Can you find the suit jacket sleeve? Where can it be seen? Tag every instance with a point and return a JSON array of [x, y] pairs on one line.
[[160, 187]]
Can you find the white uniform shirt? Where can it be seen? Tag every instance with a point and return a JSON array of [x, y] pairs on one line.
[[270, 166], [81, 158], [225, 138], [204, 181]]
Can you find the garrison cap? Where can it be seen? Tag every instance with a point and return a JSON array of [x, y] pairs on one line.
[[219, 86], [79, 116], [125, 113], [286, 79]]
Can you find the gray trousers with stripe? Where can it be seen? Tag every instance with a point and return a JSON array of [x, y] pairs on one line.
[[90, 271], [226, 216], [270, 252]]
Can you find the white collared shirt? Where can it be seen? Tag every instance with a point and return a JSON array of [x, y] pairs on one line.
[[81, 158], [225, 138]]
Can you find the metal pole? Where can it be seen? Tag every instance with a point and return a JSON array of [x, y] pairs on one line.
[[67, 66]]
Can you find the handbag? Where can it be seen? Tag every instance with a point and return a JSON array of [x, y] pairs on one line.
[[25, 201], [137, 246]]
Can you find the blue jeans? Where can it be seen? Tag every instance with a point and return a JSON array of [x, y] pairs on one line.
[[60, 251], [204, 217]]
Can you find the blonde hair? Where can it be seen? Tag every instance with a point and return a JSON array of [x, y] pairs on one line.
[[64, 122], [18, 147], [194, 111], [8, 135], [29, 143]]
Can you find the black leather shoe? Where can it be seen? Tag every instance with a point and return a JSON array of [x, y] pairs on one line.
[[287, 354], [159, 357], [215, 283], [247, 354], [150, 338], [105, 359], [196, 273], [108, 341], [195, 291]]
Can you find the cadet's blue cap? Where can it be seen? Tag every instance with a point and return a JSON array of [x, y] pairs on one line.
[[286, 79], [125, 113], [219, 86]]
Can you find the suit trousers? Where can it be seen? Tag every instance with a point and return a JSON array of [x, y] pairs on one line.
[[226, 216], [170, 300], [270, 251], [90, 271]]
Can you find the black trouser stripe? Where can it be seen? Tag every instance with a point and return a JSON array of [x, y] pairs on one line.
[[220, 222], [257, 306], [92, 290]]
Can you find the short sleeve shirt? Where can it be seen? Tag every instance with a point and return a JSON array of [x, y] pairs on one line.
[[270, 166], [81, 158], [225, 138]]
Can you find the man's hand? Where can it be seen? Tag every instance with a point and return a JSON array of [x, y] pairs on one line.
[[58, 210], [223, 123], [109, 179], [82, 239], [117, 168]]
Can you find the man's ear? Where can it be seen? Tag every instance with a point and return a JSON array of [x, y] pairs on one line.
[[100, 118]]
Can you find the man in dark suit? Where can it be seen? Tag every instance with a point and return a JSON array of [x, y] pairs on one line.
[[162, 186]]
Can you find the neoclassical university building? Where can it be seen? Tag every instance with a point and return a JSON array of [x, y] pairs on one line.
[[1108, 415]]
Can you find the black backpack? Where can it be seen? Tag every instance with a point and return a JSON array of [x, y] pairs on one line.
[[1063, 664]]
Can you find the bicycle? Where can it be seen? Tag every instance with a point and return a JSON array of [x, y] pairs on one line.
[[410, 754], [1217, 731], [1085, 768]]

++++++++++++++++++++

• WHAT THIS TASK INVOLVES: Go through the records and print each one exactly.

• OUTPUT OF THE TASK:
Can you find the suit jacket sleeve? Where can it be seen? Tag every instance with a point and return a JSON array of [x, y] pairs on one line.
[[160, 187]]
Can you find the white uniform shirt? Where can it be seen? Tag every instance with a point and return a JSON array of [x, y] pairs on one line.
[[270, 166], [81, 158], [225, 138], [204, 181]]
Can you find the garrison cap? Where can it be seen? Tag every instance with a point and return a JSON array of [x, y] pairs on one line.
[[219, 86], [79, 116], [125, 113], [286, 79]]
Can you find the gray trousers with stripe? Where can it be seen? Tag every instance with a point and return a JSON array of [x, y] pairs on one line.
[[90, 271], [226, 216], [270, 252]]
Can you find the white collared shirt? Where can it be seen? Tag every instance with a point and return a JSON array of [x, y] pairs on one line.
[[81, 158], [225, 138]]
Can you find the metal pole? Where can it be seen? Tag every instance with a point and return a JSON array of [x, y] pairs on one line.
[[67, 66]]
Can you find the handbag? Where can it be seen? Tag every instance with a point and return a JSON array of [x, y] pairs on one line.
[[25, 201], [137, 246]]
Can you find the blue jeans? Where can it be seen? Tag every instance with a point and return a JSON array of [x, y] pairs on one line.
[[60, 251], [204, 217]]
Can you find the blonde hair? Where can it be seen? Tag every instance with a point and return a JSON array of [x, y] pairs on one line.
[[64, 122], [18, 147], [194, 111], [8, 135], [29, 143]]
Can you find the black leather shoe? Where can it be seen? Tag every instance with a point and return a JSON array of [x, y] pairs on one line.
[[287, 354], [159, 357], [215, 283], [247, 354], [150, 338], [105, 359], [196, 273], [108, 341], [195, 291]]
Can you find the cadet's blue cap? Where can it be seen? Tag every instance with a point and return a JSON array of [x, y] pairs on one line.
[[286, 79], [125, 113], [219, 86]]
Can you find the suit trousers? Where can it be seen? Tag every instance with a point and return a JSON array of [x, y] pairs on one line.
[[226, 216], [170, 300], [270, 251], [90, 271]]
Can you find the black trouser stripe? Where can it be seen? Tag every instance with a point and return a JSON array of [x, y] pairs on one line.
[[220, 222], [257, 306], [92, 290]]
Can you find the short sleeve shirt? Where can it be seen? Tag every instance with a point and return a JSON array of [x, y] pairs on one line.
[[270, 166], [81, 158], [225, 138]]
Can you find the man's hand? Where can it be seen? Tag every instance with a point and return a JSON array of [x, y] pairs on one line.
[[58, 210], [223, 123], [109, 179], [82, 239], [117, 168]]
Can you find the man's ear? Where can it be seen? Tag every instance with a point and return a JSON array of [x, y] pairs on one line.
[[100, 118]]
Can you find the man in dark suit? Where can it be seen? Tag every instance with a point and return a JSON array of [x, y] pairs on one line.
[[162, 186]]
Can you find the neoclassical university building? Where can it be seen? Tag every instance with a point and return a JSON array of [x, y] pairs on one line.
[[1108, 415]]
Can you find the black backpack? Where can it be seen? Tag every instance with a point and return a JSON array of [x, y] pairs on one line.
[[1063, 664]]
Can you find the bicycle? Where can it be seen? Tag every instance with a point and return a JSON array of [x, y] pairs on one line.
[[410, 754], [1217, 731], [1085, 768]]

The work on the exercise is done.